- _Directions for this task_: What is needed is an exact repeat of the lines from the line containing "hare ear, one" through the final line of the entries below, and nothing else.

== Given entries

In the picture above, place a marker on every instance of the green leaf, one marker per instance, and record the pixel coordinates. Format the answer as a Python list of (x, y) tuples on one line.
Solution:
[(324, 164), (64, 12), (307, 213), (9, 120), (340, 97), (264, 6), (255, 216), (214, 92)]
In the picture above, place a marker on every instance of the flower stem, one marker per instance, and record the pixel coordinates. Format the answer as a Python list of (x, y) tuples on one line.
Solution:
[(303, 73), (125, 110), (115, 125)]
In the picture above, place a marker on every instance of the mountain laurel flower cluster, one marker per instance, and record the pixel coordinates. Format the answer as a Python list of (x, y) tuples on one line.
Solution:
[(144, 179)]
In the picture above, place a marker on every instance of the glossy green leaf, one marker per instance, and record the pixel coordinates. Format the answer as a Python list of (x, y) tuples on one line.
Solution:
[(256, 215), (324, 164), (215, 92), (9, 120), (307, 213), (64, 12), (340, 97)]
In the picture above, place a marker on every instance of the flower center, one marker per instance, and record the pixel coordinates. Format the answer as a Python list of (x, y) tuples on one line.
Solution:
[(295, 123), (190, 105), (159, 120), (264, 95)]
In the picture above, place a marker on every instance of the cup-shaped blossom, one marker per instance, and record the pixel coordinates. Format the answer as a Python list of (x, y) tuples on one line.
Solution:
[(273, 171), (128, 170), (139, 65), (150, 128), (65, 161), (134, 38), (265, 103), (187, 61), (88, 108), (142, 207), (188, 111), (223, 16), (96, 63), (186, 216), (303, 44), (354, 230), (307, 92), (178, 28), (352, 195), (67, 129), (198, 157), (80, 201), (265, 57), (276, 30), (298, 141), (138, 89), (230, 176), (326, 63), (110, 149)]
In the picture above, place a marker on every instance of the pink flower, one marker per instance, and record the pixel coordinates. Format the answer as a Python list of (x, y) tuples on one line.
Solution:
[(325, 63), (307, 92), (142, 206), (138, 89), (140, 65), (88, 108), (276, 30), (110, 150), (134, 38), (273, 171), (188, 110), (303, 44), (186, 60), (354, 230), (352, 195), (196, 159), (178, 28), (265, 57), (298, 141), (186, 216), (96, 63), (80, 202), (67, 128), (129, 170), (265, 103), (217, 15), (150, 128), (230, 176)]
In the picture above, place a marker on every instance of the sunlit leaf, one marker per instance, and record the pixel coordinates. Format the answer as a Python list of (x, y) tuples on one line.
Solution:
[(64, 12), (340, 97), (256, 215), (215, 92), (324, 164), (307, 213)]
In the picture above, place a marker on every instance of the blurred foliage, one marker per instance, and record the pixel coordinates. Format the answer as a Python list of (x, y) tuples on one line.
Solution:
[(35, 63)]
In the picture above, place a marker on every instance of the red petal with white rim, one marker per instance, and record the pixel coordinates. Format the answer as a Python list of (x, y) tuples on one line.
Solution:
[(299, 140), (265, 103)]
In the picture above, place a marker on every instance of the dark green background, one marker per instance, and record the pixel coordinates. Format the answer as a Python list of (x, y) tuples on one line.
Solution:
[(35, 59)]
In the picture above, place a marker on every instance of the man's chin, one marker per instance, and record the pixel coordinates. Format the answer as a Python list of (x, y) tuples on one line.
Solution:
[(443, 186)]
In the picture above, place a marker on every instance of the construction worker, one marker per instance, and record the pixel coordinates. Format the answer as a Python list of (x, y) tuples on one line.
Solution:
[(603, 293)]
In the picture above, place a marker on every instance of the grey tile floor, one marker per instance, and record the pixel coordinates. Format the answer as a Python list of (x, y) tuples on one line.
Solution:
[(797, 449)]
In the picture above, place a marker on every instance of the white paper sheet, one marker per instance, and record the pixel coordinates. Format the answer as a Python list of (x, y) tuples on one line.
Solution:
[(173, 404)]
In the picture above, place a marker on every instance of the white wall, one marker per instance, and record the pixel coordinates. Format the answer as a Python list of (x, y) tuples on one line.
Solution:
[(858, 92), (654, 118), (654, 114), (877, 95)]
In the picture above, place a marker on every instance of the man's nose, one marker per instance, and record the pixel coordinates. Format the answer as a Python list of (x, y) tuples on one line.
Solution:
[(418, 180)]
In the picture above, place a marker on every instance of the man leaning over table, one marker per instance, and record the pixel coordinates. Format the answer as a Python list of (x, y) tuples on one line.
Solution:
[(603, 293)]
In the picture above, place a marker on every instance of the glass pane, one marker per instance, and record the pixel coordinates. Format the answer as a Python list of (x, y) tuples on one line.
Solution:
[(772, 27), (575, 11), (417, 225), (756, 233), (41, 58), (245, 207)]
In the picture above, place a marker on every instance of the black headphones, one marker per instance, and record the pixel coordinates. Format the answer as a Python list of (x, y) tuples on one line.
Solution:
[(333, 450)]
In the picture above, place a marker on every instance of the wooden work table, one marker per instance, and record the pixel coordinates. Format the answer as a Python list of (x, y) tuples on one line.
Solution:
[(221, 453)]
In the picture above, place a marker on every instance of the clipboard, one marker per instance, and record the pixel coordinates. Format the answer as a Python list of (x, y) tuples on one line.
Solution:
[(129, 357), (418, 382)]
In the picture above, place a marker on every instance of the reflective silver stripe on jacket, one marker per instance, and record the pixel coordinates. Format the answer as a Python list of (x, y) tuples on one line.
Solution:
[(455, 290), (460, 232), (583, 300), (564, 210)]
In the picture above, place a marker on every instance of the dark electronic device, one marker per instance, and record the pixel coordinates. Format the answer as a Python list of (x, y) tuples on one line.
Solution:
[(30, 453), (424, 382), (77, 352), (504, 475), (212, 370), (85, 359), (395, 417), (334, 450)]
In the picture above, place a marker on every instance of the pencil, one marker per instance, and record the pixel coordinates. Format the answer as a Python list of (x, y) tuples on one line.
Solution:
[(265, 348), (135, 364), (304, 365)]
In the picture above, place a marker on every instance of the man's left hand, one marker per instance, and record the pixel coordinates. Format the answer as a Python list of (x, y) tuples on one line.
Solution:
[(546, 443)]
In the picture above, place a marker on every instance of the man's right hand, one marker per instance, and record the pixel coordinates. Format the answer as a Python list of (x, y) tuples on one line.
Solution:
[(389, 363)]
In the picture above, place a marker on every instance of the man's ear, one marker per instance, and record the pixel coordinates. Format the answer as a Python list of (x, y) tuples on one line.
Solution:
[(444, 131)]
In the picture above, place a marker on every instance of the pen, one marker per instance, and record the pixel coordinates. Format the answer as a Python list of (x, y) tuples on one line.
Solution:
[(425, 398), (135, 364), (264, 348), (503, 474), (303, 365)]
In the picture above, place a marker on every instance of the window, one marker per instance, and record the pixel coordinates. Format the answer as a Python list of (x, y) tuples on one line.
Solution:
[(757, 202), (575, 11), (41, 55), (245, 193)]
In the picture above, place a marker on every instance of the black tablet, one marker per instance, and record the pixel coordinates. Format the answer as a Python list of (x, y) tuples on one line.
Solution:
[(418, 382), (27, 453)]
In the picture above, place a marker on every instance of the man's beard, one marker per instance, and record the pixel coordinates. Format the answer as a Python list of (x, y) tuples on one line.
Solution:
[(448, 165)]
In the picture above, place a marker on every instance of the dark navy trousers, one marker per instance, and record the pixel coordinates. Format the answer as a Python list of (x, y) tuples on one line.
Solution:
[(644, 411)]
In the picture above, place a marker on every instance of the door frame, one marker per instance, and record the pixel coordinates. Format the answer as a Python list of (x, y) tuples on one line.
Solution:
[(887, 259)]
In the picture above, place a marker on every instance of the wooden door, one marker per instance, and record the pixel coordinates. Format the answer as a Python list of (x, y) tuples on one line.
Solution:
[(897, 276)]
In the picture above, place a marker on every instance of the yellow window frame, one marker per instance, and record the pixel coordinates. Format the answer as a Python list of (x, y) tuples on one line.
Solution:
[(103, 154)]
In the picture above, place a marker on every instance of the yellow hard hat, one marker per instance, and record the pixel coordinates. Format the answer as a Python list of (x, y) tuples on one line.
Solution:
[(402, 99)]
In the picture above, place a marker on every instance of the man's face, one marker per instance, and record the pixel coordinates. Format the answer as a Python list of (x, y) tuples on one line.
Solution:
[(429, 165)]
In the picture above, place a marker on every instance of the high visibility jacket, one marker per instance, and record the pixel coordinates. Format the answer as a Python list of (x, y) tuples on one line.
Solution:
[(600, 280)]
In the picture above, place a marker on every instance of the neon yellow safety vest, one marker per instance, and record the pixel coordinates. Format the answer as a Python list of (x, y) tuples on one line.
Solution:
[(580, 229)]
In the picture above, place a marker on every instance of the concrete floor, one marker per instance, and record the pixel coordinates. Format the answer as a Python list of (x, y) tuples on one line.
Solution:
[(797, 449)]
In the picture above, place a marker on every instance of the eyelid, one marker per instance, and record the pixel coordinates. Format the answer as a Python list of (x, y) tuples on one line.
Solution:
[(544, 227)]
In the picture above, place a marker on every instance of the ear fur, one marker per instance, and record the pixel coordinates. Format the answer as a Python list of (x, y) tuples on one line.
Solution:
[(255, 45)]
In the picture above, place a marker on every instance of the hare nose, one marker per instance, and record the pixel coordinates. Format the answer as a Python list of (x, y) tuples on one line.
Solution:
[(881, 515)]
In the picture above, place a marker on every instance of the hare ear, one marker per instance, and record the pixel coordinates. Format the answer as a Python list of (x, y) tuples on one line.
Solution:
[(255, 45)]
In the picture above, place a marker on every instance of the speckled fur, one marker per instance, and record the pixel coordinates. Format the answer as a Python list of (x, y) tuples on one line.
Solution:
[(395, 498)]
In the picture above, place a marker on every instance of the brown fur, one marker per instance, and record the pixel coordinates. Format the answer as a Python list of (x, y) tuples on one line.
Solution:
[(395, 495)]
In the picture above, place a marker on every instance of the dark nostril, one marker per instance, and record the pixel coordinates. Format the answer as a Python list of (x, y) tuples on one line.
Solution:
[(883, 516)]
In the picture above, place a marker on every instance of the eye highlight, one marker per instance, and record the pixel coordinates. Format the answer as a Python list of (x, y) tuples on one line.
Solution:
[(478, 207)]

====

- _Answer for this exercise_:
In the picture above, place a marker on every instance of the hare ear, one marker per instance, and record the pixel coordinates. Format the answer as a Python list of (x, y) tuples on one line.
Solution:
[(255, 45)]
In the picture above, place a marker on every instance of the speckled fur, one marker per instance, and record the pixel coordinates. Format the answer as a Python list of (x, y) tuples on one line.
Solution:
[(395, 498)]
In the picture above, place a marker on every instance of the brown fur, one marker per instance, and record the pixel coordinates. Format the answer as a Python list of (x, y) tuples on one line.
Solution:
[(395, 495)]
In the picture above, place a marker on every instance of the dark nostril, one marker per instance, and record the pixel coordinates. Format the answer as a Python list of (x, y) tuples on one line.
Solution:
[(883, 516)]
In the picture above, place a marker on every instance of the eye highlight, one marker per instance, and record the pixel coordinates. Format the answer as a Python list of (x, y) tuples on one line.
Solution:
[(478, 207)]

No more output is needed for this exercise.